WHAT YOU SHOULD DO → An exact copy of all the data is required, with pictures left out.

+++

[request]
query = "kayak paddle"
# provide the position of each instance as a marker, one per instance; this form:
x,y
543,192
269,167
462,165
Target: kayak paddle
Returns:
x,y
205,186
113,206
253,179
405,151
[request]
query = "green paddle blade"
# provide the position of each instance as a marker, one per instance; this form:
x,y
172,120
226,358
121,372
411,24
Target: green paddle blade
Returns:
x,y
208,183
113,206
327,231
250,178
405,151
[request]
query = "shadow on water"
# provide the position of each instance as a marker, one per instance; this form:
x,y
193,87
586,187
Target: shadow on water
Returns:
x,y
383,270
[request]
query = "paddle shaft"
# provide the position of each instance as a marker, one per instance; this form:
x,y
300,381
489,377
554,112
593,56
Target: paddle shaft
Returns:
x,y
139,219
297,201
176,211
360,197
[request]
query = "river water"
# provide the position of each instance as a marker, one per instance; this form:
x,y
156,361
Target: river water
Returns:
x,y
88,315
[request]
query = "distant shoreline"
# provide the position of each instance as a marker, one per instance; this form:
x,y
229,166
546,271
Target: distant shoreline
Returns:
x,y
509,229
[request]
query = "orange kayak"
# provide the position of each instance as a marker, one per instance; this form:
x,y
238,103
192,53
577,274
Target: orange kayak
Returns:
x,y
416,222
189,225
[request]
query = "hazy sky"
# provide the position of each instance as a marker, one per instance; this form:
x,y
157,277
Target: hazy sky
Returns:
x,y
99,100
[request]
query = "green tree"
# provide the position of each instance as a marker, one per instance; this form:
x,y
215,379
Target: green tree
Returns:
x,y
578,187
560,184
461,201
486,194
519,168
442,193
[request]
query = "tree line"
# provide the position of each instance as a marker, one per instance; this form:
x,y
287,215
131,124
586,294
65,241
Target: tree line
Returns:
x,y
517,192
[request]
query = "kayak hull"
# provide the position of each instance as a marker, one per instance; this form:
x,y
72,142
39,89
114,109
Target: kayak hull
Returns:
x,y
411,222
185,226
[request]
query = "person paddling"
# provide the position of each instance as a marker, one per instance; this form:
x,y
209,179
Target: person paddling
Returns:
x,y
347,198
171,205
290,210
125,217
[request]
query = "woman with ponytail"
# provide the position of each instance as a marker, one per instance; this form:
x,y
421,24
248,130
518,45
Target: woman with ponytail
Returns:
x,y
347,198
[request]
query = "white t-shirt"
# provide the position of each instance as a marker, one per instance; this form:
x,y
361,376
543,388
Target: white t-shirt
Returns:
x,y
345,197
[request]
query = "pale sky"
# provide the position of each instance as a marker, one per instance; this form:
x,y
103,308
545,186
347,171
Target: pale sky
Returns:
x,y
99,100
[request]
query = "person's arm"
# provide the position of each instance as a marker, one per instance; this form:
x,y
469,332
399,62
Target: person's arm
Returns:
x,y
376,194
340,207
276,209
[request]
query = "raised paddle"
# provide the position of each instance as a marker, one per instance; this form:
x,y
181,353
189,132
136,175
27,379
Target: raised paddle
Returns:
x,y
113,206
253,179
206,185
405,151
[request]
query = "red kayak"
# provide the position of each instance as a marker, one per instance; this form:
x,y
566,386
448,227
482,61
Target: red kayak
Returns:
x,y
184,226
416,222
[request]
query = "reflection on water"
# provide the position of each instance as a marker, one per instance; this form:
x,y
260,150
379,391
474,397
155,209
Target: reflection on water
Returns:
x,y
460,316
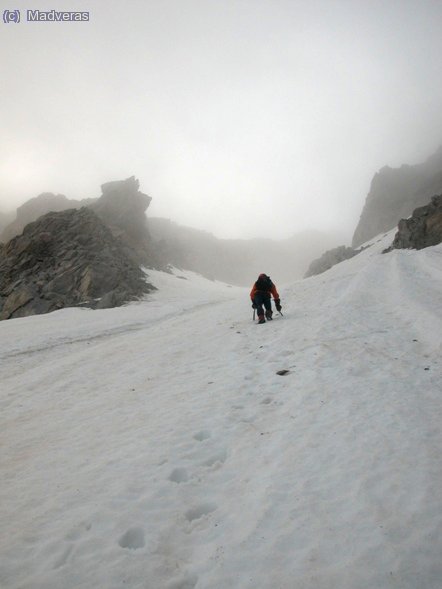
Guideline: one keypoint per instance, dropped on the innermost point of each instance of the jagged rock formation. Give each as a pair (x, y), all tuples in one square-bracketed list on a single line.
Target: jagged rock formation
[(5, 219), (422, 229), (329, 259), (122, 208), (67, 258), (40, 205), (394, 193)]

+++

SOLUTION TO THIS PROBLEM →
[request]
query = "kayak paddle"
# provide the position of each instance as a marker, one per instance; this form:
x,y
543,192
269,167
462,165
Target: kayak paddle
Returns:
x,y
205,186
113,206
253,179
405,151
[request]
query = "green paddle blade"
# provide the position of each instance as a marker, one per instance; this form:
x,y
172,120
226,358
121,372
411,24
Target: green paddle blade
Returns:
x,y
208,183
113,206
327,231
250,178
405,151
[request]
query = "shadow on water"
# provide the position of each instance as a marker, one per instance; this form:
x,y
193,87
586,187
Target: shadow on water
Returns:
x,y
383,270
[request]
query = "paddle shaft"
# provide the position of each instance as a marker, one per instance; this form:
x,y
300,381
489,377
554,112
593,56
Target: paddle shaft
Returns:
x,y
139,219
297,201
176,211
360,197
[request]
query = "river water"
# provide the position of each instance as a marker, one per instance; this form:
x,y
156,361
Target: river water
Returns:
x,y
88,315
[request]
query = "distant shoreline"
# provide the position of each instance as a marker, one per instance; this form:
x,y
229,166
546,271
Target: distant shoreline
Returns:
x,y
509,229
[request]
query = "orange kayak"
# provide the position of each instance as a marker, one per instance; this form:
x,y
238,103
192,53
577,274
Target: orange kayak
Returns:
x,y
416,222
189,225
[request]
query = "hazy sky"
# provide the position of each instance as a marker, one per instance; this form:
x,y
157,277
Target: hazy sky
Returns:
x,y
99,100
[request]
query = "green tree"
# provide the position of each instance as a marker, one per instance; this form:
x,y
215,379
Target: green tree
Returns:
x,y
578,187
560,184
461,201
486,194
519,168
442,193
[request]
query = "tree line"
# provide the position of each instance as a marker, one per instance; this form:
x,y
287,215
131,124
586,294
65,241
Target: tree line
Returns:
x,y
517,192
[request]
query = "kayak hull"
# provide the position of each instance as a marker, one per instance; this form:
x,y
72,142
39,89
114,109
Target: kayak hull
Returns:
x,y
411,222
185,226
[request]
query = "person paddling"
# provide the position of each instance as a marker, one per instance; this form:
x,y
209,179
Target: person paddling
Returns:
x,y
347,198
171,205
290,210
125,217
[request]
query = "woman with ponytail"
# provide the position of each instance as a marker, one per instance; this form:
x,y
421,24
248,130
518,45
Target: woman with ponytail
Returns:
x,y
347,198
[request]
query = "white t-shirt"
# provide the position of each instance as a marker, one per instance; this form:
x,y
361,376
543,388
Target: white t-shirt
Returns:
x,y
345,197
[request]
query = "pale sky"
# provide the position of each instance as a marker, one per instance; this form:
x,y
103,308
545,186
347,171
Target: pale sky
Returns:
x,y
99,100
[request]
query = "person's arm"
# provide the position of each instance as a marker, one per instance; this form:
x,y
469,332
399,62
Target: person's arm
Returns:
x,y
376,194
340,207
276,209
[request]
query = "raised paddle"
# provide the position of each instance as a marker, one per instance; this form:
x,y
181,353
189,132
136,175
27,379
Target: raised paddle
Returns:
x,y
113,206
253,179
206,185
405,151
[request]
query = "red kayak"
# provide the position of each instance as a marker, one per instance; this form:
x,y
566,386
448,227
482,61
Target: red kayak
Returns:
x,y
184,226
416,222
[request]
query = "reflection on water"
# provide the position of each instance as a marker, one per instance; this form:
x,y
260,150
379,391
474,397
155,209
Target: reflection on water
Returns:
x,y
460,316
Guideline: one keypoint per instance, dropped on the innermost point of each instance of the jagged rock formation. Give each as a pair (x, y), all tuples in one square-bracketed list on a single line.
Target: jagged rock formation
[(5, 219), (422, 229), (329, 259), (122, 208), (67, 258), (40, 205), (394, 193)]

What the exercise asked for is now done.